Location identification entries

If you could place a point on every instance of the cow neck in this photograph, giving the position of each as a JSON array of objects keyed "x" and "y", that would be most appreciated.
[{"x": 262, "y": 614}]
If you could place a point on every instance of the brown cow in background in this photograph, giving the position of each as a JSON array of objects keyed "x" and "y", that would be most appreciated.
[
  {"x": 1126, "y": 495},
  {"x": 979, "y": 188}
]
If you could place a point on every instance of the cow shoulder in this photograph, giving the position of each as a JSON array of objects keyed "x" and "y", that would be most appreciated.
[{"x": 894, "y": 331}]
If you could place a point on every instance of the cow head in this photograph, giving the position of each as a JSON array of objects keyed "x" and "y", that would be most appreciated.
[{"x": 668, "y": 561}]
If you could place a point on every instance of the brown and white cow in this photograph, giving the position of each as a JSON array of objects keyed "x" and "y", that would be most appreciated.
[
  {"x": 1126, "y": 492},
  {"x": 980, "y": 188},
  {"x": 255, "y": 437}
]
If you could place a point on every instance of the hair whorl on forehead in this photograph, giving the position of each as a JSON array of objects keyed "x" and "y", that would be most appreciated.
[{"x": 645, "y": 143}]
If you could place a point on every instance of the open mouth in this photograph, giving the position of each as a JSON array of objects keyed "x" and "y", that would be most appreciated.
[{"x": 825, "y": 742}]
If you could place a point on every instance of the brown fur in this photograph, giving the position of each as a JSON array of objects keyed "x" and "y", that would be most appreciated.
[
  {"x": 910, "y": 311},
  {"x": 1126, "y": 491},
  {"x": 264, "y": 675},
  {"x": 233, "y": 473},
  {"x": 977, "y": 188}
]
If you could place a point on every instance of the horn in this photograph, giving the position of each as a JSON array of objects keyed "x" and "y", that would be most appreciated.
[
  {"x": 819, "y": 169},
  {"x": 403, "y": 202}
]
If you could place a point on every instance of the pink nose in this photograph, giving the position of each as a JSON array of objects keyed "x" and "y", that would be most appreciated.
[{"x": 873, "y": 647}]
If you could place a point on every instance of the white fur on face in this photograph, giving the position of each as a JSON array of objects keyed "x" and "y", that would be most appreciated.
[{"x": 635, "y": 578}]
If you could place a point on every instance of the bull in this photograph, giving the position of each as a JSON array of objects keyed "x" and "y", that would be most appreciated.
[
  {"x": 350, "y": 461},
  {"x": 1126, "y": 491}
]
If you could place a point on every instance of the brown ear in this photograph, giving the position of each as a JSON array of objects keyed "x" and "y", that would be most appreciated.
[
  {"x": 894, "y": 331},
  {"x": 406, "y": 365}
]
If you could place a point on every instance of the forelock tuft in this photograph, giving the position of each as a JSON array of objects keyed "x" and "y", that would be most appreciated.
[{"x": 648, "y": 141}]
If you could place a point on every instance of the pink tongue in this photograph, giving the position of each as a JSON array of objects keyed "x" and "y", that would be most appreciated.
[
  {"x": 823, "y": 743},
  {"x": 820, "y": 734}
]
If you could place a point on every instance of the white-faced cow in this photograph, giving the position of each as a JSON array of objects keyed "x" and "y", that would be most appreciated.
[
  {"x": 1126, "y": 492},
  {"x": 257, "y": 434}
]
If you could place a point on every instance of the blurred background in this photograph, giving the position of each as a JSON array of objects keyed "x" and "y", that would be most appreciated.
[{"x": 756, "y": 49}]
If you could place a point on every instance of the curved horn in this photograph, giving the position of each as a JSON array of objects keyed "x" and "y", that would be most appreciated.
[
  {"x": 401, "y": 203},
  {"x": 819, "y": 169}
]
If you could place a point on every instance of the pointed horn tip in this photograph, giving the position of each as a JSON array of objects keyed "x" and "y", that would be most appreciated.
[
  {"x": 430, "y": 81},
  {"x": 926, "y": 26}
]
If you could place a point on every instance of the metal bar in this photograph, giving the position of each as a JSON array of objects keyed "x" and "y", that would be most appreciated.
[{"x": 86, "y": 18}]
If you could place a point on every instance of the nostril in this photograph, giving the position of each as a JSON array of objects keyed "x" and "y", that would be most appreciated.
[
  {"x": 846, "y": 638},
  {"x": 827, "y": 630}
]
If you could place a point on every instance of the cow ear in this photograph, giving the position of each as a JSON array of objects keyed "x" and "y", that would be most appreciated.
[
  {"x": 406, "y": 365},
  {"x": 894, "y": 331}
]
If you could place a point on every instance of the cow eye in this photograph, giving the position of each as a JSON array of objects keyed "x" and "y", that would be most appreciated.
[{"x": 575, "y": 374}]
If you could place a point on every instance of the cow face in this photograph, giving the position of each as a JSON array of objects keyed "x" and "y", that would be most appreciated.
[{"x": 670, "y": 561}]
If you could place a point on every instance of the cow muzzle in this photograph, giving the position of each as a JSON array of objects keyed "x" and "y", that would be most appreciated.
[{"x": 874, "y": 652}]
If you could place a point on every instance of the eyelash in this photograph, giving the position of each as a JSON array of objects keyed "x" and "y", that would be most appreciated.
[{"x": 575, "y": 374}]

TASK BRIEF:
Begin with the line containing "of the pointed" and repeat each line exactly until the records above end.

PROBLEM SOLUTION:
If you could place a point on every instance of the pointed horn tip in this photograph, giving the position of each as a JSON array of objects keyed "x" and "y", that would be most appreciated.
[
  {"x": 430, "y": 81},
  {"x": 926, "y": 26}
]
If you could place a point on every instance of the metal bar in this photograph, giving the position of each as a JSON array of objects keyed "x" and "y", that would be most appreciated.
[{"x": 86, "y": 18}]
If you could place a point on every instance of the nostril in this photograph, giving the position of each as a JSON array of objects keyed "x" and "y", that would be most appreciated.
[
  {"x": 846, "y": 638},
  {"x": 827, "y": 630}
]
If you could place a point on every instance of the cow ear in this photograph, giving the position of each as a JSON array of objects keyed "x" and "y", that would be most appreciated.
[
  {"x": 406, "y": 365},
  {"x": 894, "y": 331}
]
If you could place a point on every instance of the cow eye in this photograph, giving the position of each as a JSON array of objects keyed "x" and "y", that would be most appreciated.
[{"x": 575, "y": 374}]
If you could place a point on every instance of the cow face in this photograph, giving the position of each as a JSON array of objects keyed "x" and "y", that would be most appreciated.
[{"x": 670, "y": 561}]
If you could place a point on every instance of the cow muzzle in this photograph, giving the position of each as a JSON array of objects keyed "x" and "y", that would be most appreciated.
[{"x": 874, "y": 652}]
If you could place a point on every instance of the eyelash in this photograph, giving the position of each as a JSON array of objects keyed "x" and "y", that would be most appreciated.
[{"x": 575, "y": 374}]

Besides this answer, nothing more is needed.